**Action item**
As soon as the line containing "Target: thumb" appears in the material below, start returning lines exactly, and end with the line containing "countertop in this photo.".

**Task material**
*** Block opens ***
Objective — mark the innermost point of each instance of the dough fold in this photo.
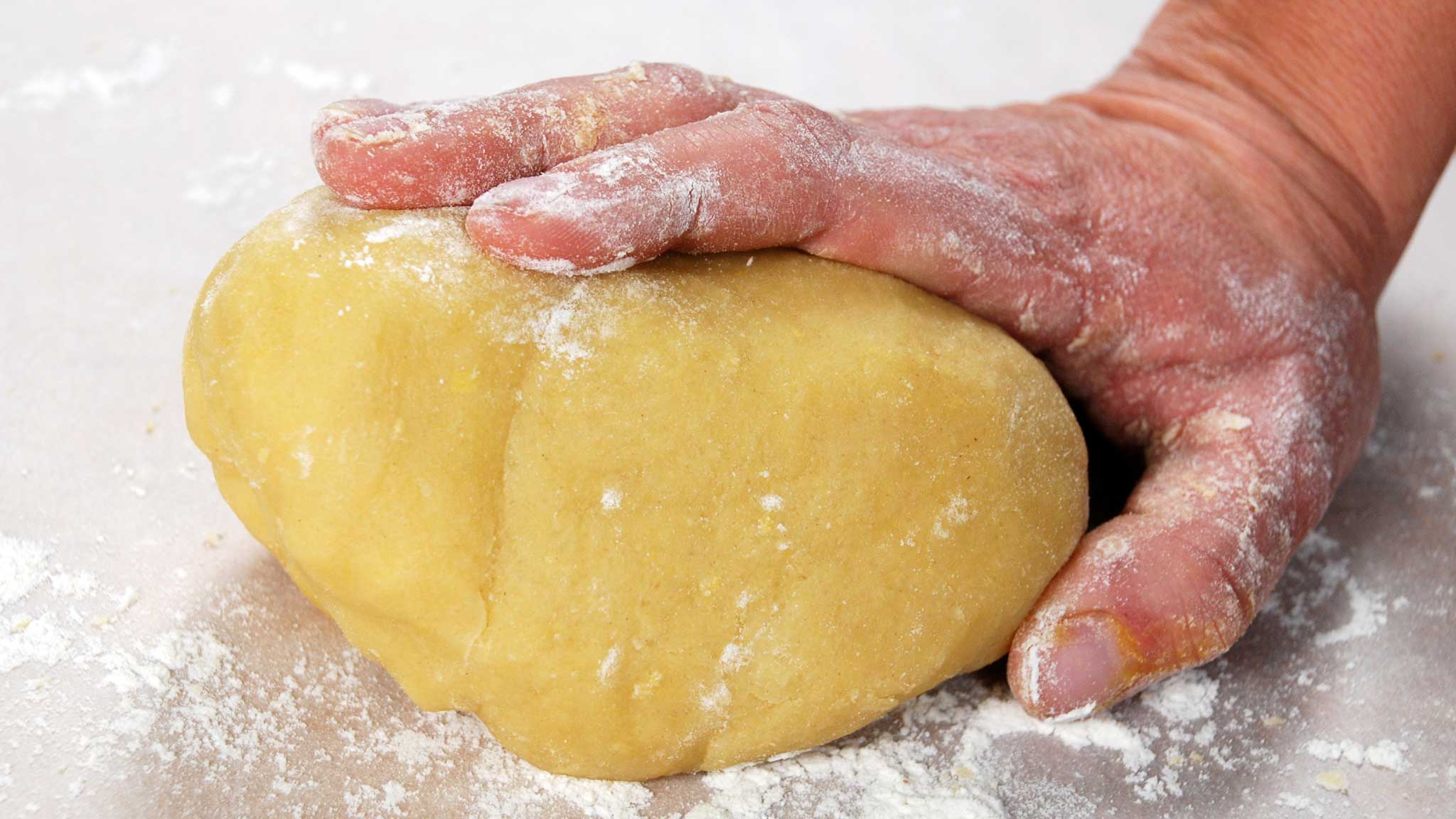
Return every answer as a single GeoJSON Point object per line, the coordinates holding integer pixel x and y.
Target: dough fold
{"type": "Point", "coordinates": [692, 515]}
*** Block closes ***
*** Block opens ***
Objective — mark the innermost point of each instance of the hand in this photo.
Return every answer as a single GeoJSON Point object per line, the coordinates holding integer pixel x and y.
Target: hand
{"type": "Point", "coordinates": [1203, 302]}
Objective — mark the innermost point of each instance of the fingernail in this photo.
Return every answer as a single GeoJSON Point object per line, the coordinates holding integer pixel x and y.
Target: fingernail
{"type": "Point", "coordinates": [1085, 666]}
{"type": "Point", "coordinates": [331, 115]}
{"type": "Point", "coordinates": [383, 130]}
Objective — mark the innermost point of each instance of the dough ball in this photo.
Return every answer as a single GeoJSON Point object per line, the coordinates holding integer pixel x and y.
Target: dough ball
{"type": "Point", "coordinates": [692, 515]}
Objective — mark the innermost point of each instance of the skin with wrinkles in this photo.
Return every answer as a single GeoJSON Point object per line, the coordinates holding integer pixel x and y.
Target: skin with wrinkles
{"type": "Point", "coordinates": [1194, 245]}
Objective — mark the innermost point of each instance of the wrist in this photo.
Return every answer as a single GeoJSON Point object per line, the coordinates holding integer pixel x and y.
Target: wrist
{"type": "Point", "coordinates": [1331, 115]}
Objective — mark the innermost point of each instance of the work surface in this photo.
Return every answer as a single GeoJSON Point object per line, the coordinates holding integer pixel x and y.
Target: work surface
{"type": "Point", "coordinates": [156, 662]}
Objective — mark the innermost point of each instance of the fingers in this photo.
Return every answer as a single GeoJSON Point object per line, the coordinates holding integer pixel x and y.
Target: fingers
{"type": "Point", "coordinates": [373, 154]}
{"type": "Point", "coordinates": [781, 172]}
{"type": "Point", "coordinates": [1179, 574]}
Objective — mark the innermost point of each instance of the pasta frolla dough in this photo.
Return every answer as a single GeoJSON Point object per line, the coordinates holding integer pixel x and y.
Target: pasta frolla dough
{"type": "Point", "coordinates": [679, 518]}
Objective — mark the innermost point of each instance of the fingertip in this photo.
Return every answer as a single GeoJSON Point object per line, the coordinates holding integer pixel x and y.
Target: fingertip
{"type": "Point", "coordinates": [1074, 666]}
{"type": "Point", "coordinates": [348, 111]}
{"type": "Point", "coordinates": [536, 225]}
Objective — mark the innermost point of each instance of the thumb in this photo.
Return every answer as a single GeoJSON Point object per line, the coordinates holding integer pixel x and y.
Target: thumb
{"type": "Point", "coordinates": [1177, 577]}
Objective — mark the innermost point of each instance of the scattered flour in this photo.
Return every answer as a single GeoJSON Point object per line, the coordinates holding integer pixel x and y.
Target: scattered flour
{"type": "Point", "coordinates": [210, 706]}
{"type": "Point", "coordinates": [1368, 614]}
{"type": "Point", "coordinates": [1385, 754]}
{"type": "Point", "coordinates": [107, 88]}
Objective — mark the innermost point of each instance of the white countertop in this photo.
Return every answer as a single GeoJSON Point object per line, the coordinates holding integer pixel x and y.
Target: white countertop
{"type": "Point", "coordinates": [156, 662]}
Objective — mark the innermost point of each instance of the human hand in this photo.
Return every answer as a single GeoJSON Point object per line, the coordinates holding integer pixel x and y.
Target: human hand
*** Block closes ***
**Worked solution**
Target: thumb
{"type": "Point", "coordinates": [1177, 577]}
Objective — mark the innermost point of each instance of the scattered flour in this photo.
Return every answer as a single GeoJSON Point object per line, the coordinates holding integer pixel x and y.
Target: scattered flour
{"type": "Point", "coordinates": [210, 706]}
{"type": "Point", "coordinates": [1368, 614]}
{"type": "Point", "coordinates": [1385, 754]}
{"type": "Point", "coordinates": [107, 88]}
Objective — mark the innermost point of each instance of the white countertop in this photo.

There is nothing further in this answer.